#### FRAGMENTEN UIT RIJEN
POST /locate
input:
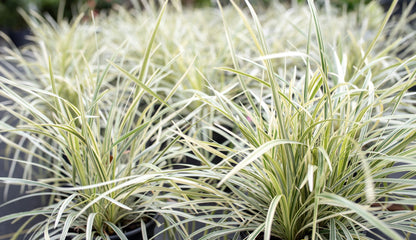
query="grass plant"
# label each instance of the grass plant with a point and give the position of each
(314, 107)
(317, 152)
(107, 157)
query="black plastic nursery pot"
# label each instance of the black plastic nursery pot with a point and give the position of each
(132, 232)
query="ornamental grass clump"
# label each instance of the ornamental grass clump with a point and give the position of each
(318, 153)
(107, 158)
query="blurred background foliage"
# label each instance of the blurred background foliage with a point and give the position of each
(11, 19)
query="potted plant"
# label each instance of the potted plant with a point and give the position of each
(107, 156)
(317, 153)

---

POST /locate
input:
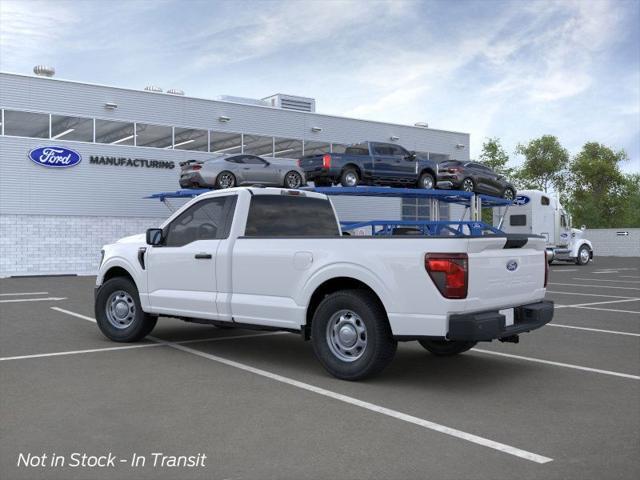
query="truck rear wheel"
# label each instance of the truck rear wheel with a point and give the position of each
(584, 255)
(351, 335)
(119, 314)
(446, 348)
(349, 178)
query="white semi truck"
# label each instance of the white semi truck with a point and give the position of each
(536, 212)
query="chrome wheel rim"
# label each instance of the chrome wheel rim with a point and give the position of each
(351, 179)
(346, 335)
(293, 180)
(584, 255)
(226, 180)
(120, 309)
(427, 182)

#### OPDRACHT
Haal uit de rijen hierboven elke regel die de tekenreeks "potted" bevat. Let op hoofdletters en kleine letters.

#### UITWERKING
query="potted plant"
# label each instance of the potted plant with a point and give the position of each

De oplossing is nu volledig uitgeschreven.